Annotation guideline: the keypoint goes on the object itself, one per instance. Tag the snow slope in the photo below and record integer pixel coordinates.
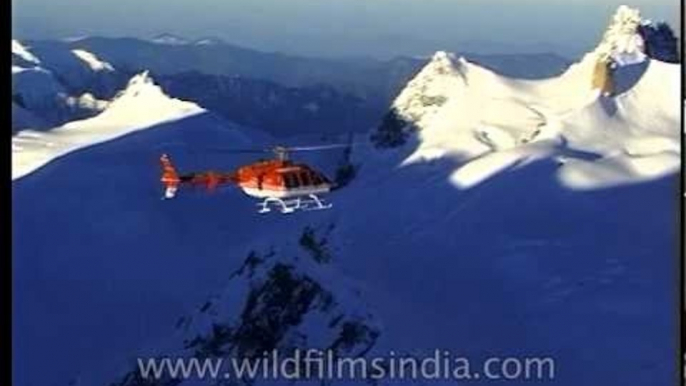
(517, 218)
(59, 86)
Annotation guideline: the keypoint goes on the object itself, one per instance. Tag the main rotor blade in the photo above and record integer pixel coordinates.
(320, 147)
(233, 151)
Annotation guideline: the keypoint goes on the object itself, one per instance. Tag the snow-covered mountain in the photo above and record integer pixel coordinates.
(57, 86)
(141, 104)
(281, 111)
(488, 216)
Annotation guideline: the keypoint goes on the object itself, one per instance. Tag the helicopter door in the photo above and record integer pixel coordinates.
(305, 179)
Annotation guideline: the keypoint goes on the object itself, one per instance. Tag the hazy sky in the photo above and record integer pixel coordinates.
(343, 27)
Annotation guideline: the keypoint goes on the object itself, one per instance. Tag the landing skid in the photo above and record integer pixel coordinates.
(311, 202)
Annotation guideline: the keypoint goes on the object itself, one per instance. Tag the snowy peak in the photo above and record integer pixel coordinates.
(621, 42)
(143, 101)
(92, 61)
(209, 41)
(23, 53)
(442, 78)
(630, 39)
(169, 39)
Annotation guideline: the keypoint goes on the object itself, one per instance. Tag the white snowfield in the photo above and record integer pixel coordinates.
(141, 105)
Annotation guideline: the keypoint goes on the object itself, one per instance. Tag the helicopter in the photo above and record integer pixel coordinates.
(280, 183)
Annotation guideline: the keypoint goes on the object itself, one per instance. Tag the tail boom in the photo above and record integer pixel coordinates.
(172, 180)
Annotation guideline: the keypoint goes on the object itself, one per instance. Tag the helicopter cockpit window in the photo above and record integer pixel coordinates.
(291, 180)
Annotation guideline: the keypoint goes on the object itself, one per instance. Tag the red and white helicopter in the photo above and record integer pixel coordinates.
(280, 183)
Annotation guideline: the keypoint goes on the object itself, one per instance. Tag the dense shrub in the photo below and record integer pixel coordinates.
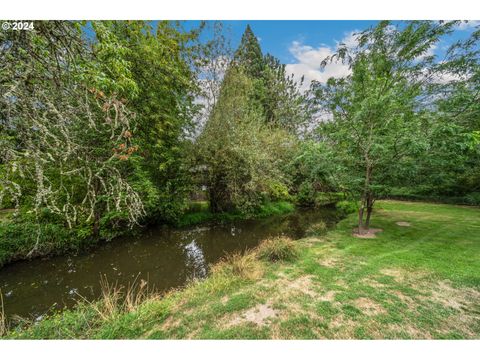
(279, 248)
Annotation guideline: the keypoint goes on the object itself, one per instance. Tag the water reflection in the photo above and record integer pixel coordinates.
(166, 257)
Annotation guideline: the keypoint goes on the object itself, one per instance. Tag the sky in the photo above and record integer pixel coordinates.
(302, 45)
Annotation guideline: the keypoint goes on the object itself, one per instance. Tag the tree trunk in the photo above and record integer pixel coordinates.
(369, 210)
(365, 203)
(360, 219)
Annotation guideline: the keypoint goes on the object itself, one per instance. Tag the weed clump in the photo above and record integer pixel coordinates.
(245, 266)
(317, 229)
(279, 248)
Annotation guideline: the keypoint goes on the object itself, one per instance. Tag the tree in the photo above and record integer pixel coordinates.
(375, 123)
(162, 66)
(242, 156)
(249, 55)
(68, 135)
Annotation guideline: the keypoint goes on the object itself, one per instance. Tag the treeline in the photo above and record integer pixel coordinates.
(108, 125)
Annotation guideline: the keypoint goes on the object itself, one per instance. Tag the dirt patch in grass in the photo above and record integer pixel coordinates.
(344, 328)
(366, 234)
(369, 307)
(302, 284)
(455, 298)
(328, 296)
(397, 274)
(329, 262)
(409, 330)
(259, 315)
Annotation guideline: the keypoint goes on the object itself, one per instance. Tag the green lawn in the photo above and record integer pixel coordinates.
(419, 281)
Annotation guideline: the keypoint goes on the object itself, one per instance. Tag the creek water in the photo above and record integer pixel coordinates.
(164, 257)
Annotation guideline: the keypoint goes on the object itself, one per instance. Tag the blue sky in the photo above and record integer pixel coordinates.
(302, 45)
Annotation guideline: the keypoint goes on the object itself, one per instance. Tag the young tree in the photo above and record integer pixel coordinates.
(242, 156)
(68, 134)
(375, 123)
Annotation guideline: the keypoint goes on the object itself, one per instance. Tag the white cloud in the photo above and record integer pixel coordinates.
(308, 60)
(468, 25)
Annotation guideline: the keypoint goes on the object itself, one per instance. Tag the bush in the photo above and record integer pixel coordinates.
(18, 240)
(317, 229)
(346, 207)
(244, 265)
(279, 248)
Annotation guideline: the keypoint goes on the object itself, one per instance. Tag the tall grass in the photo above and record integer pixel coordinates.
(117, 299)
(3, 320)
(244, 265)
(280, 248)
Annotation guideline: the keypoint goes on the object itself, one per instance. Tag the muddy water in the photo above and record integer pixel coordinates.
(165, 257)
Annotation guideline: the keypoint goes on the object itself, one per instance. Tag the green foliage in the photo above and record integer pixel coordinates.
(20, 240)
(403, 266)
(278, 249)
(241, 155)
(346, 207)
(376, 111)
(317, 229)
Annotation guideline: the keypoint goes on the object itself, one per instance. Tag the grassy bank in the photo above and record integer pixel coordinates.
(417, 279)
(18, 240)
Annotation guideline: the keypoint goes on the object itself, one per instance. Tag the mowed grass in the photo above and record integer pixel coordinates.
(416, 281)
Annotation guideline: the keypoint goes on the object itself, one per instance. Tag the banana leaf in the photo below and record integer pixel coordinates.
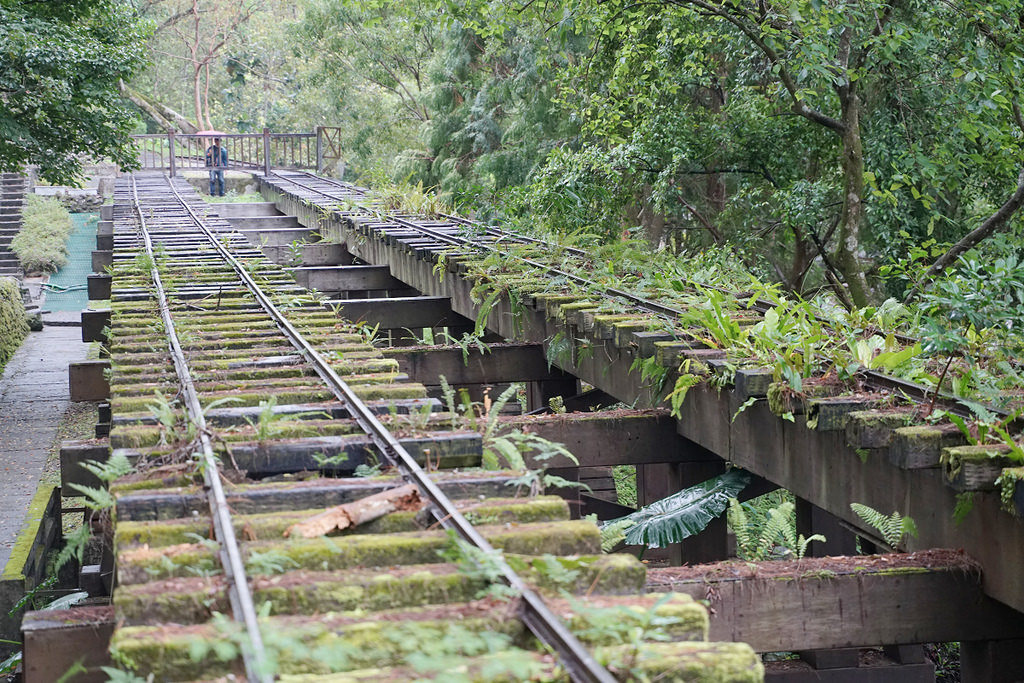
(683, 514)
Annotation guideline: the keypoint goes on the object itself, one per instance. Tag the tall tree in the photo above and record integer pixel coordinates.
(58, 84)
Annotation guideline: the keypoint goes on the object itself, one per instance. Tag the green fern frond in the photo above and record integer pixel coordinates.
(893, 528)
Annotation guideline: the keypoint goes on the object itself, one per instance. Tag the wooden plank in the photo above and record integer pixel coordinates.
(98, 287)
(87, 380)
(399, 312)
(346, 278)
(93, 324)
(177, 503)
(614, 437)
(932, 596)
(500, 364)
(54, 641)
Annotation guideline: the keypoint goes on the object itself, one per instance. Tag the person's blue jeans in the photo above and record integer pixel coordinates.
(217, 178)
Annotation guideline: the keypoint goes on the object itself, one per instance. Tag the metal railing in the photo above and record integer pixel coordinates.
(249, 152)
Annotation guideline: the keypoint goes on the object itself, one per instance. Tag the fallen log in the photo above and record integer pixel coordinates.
(357, 512)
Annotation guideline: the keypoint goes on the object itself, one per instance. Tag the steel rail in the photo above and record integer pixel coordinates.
(535, 613)
(912, 390)
(230, 557)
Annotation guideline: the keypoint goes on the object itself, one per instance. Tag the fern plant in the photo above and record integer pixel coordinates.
(682, 514)
(893, 528)
(758, 542)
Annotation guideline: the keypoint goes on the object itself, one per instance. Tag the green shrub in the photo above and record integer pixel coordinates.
(13, 326)
(41, 244)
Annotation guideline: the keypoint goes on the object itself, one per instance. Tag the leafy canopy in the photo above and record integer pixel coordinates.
(58, 84)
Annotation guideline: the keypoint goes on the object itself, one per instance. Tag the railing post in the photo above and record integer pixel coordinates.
(266, 152)
(320, 148)
(170, 139)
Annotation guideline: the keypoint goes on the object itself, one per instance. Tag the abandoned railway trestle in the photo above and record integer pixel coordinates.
(272, 417)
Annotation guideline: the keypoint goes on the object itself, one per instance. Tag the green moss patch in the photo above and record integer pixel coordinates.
(566, 538)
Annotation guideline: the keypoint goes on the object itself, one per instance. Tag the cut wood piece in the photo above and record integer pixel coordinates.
(929, 596)
(352, 514)
(382, 550)
(156, 502)
(394, 637)
(268, 525)
(196, 599)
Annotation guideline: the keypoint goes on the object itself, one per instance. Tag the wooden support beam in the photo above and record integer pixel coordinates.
(98, 287)
(399, 312)
(823, 603)
(87, 380)
(316, 253)
(614, 437)
(73, 454)
(55, 641)
(101, 259)
(93, 324)
(280, 237)
(502, 363)
(346, 278)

- - - - - - -

▸ **Work instruction**
Leaving the pictures aside, transcribe the entire listing exactly.

▸ **Exercise result**
Annotation guideline: the keypoint goes on the object itself, one per instance. Tag the snow slope in the photo below and record integer pixel coordinates.
(517, 218)
(59, 86)
Annotation guideline: the keypoint goes on the object itself, one per instance. Tag the main rotor blade in the photo above and record integer pixel coordinates.
(320, 147)
(233, 151)
Annotation guideline: the keypoint goes on the object itself, one per instance. Tag the snow-covered mountain in the photo above and record integer pixel coordinates.
(57, 86)
(141, 104)
(281, 111)
(488, 216)
Annotation guideline: the keypoint goes on the object itself, one per instance. Tag the helicopter door in the photo above and record integer pixel coordinates.
(305, 179)
Annotation guideline: the keypoint goes on the object itself, one per instance. Tag the hazy sky in the photo above and record integer pixel coordinates.
(343, 27)
Annotation guideline: the keypoint goes on the object itself, one per instance. Tag the landing skid in the photo above and record integer pixel coordinates.
(311, 202)
Annotation guideline: the keypoint goes on the object itself, one per instance. Tag the snowy peak in the photo above and record integer pixel coordinates.
(621, 42)
(143, 101)
(92, 61)
(209, 41)
(23, 53)
(442, 78)
(630, 39)
(169, 39)
Annotation guideline: the keypoint goes on the object itself, one per instance. Tag the white snowfield in the photo above and record integer pixel coordinates.
(141, 105)
Annotation guideline: the keypoint goes on the object itself, one per instance. Tag the helicopter in the photo above and record integer pixel coordinates.
(280, 183)
Annotation guideline: the keypoint goes on the object itself, one per instance. Tag the tail boom in the photo above and record integer pixel coordinates.
(172, 180)
Annotation guideline: the keypoint goes on the object itself, one per instance. Tag the helicopter cockpit window in the photo above and record integer pixel coordinates.
(291, 180)
Annotation guideline: the keypoint goes on the object itself, one per instance. Tag the red and white helicopter in the photo above and record integer pixel coordinates.
(280, 183)
Annotation guideline: the keypoint goes on the object itself, one per instance. Tag the dense shrub in the photo below and record integer pixel coordinates.
(279, 248)
Annotation guideline: the keypoint goes on the object itself, one per instance. Tag the water reflection in the photo above and record integer pixel coordinates.
(166, 257)
Annotation guideline: the keypoint goes on the object itself, one per instance. Tag the sky in the photo above and record integer pixel coordinates.
(302, 45)
Annotation guideline: the keypoint goes on the object itself, one per instance. Tag the tree trunk in the photo above and record integer pixel coordinates.
(369, 210)
(365, 203)
(360, 219)
Annotation guideline: the keypoint goes on the object itself, one per instance. Tag the weed clump in the photo above and record integer pixel coordinates.
(245, 266)
(317, 229)
(279, 248)
Annotation guideline: the keypoint goes on the object itself, one per instance. Tag the tree in the photo above and record integer pixel coordinates.
(375, 123)
(162, 66)
(242, 156)
(249, 55)
(68, 135)
Annotation guideline: the keypoint goes on the object itself, one per instance. Tag the treeline in the photo above and record integer pixel coordinates.
(108, 125)
Annotation guideline: the keypoint goes on the object itself, one per instance. Tag the dirt patch in grass in the photo above and record integer pixel coordinates.
(344, 328)
(366, 234)
(369, 307)
(302, 284)
(455, 298)
(328, 296)
(397, 274)
(329, 262)
(409, 330)
(259, 315)
Annotation guideline: the keypoint goes on the object itself, one per instance. Tag the green lawn in the photo above and record integer pixel coordinates.
(419, 281)
Annotation guideline: the keypoint goes on the object itself, one per instance. Tag the creek water in the photo above and record integer pixel coordinates.
(164, 257)
Annotation guideline: the keypoint goes on the object itself, one per instance. Tag the blue sky in the photo above and record integer pixel coordinates.
(302, 45)
Annotation guideline: the keypoint goes on the object itself, one per instance. Tag the young tree in the photo above and record integer pixel coordinates.
(242, 156)
(68, 134)
(375, 123)
Annotation guideline: the keypoint goes on the object itself, one per instance. Tag the white cloud in the photo above and record integer pixel coordinates.
(308, 60)
(468, 25)
Annotation guideline: the keypoint goes on the object itself, one per instance. Tag the bush in the photo above and record integer pixel coordinates.
(18, 240)
(317, 229)
(346, 207)
(244, 265)
(279, 248)
Annotation guideline: the keypoint goes on the object itself, one per instance. Tag the tall grass in the photo above and record integer pixel coordinates.
(117, 299)
(3, 320)
(244, 265)
(280, 248)
Annotation guideline: the keypoint goes on the object itself, one per instance. Tag the muddy water in the photo above and record integer pixel coordinates.
(165, 257)
Annotation guideline: the keypoint goes on the object itself, one per instance. Tag the green foliage in the photo above and record integer pixel coordinates.
(20, 240)
(403, 266)
(278, 249)
(241, 155)
(346, 207)
(376, 111)
(317, 229)
Annotation guideline: the keypoint goes on the object itself, one per instance. Tag the grassy bank in the photo above and record integer pixel coordinates.
(417, 279)
(18, 240)
Annotation guideline: the keypoint goes on the object itself, one per instance. Tag the mowed grass in the photo above and record integer pixel coordinates.
(416, 281)
Annotation guideline: the keypoint goes on the object itself, one per instance. Tag the banana leaf in the photo below and record integer pixel coordinates.
(683, 514)
Annotation guideline: the keypoint goes on the object itself, one per instance. Tag the tall tree in the photo above and record integer pixel coordinates.
(58, 84)
Annotation guideline: the keypoint goes on the object itself, one per instance. Tag the green fern frond in the photo above and record integer pixel coordinates.
(893, 528)
Annotation guideline: the keypoint goes on the object itself, one per instance. Tag the wooden plank in the photo above and record integer pixel coordinates.
(98, 287)
(87, 380)
(399, 312)
(346, 278)
(93, 324)
(177, 503)
(614, 437)
(932, 596)
(500, 364)
(54, 641)
Annotation guideline: the keypoint goes on the object itself, one per instance. Tag the person's blue jeans in the photo above and record integer pixel coordinates.
(217, 178)
Annotation guideline: the keypoint goes on the object itself, one per instance. Tag the metal railing in the photo above and record integer pixel coordinates.
(249, 152)
Annotation guideline: the keypoint goes on the object itself, one per instance. Tag the fallen log in the photo above and record integer pixel coordinates.
(357, 512)
Annotation guideline: the keypoint goes on the object itself, one per instance. Tag the steel rail in the photo above and record integer pixel coordinates.
(535, 613)
(912, 390)
(230, 557)
Annotation guideline: the keypoint goes on the object itself, one per instance. Tag the fern plant in the photo above and record integer pixel coordinates.
(682, 514)
(893, 528)
(758, 542)
Annotation guideline: the keypoint goes on the object itself, one per instance. Tag the green shrub in the photo above and record integer pixel coordinates.
(13, 326)
(41, 244)
Annotation guideline: the keypoint goes on the object itself, one per instance. Tag the leafy canopy in the photo above and record integer pixel coordinates.
(58, 84)
Annotation guideline: the keypoint goes on the object itself, one per instance. Tag the railing post in the photo above and record integer pixel coordinates.
(266, 152)
(320, 148)
(170, 139)
Annotation guideline: the keypoint goes on the object itself, one per instance. Tag the abandoned railway trestle in the photo above and record integer pixel coordinates.
(272, 417)
Annotation guideline: the keypoint goes on the object itself, one per instance. Tag the green moss patch in the photo above and record integer pixel coordinates.
(566, 538)
Annotation guideline: the keypoint goes on the object itself, one per instance. Tag the cut wood piece in the photo above and record integer pixel coordinates.
(929, 596)
(352, 514)
(382, 550)
(156, 502)
(394, 637)
(268, 525)
(196, 599)
Annotation guideline: the keypoint goes on the object itself, one per instance. Tag the wooden support beam in the photo above and record integer pixel coordinates.
(98, 287)
(399, 312)
(823, 603)
(87, 380)
(316, 253)
(614, 437)
(73, 454)
(55, 641)
(101, 259)
(93, 324)
(280, 237)
(502, 363)
(346, 278)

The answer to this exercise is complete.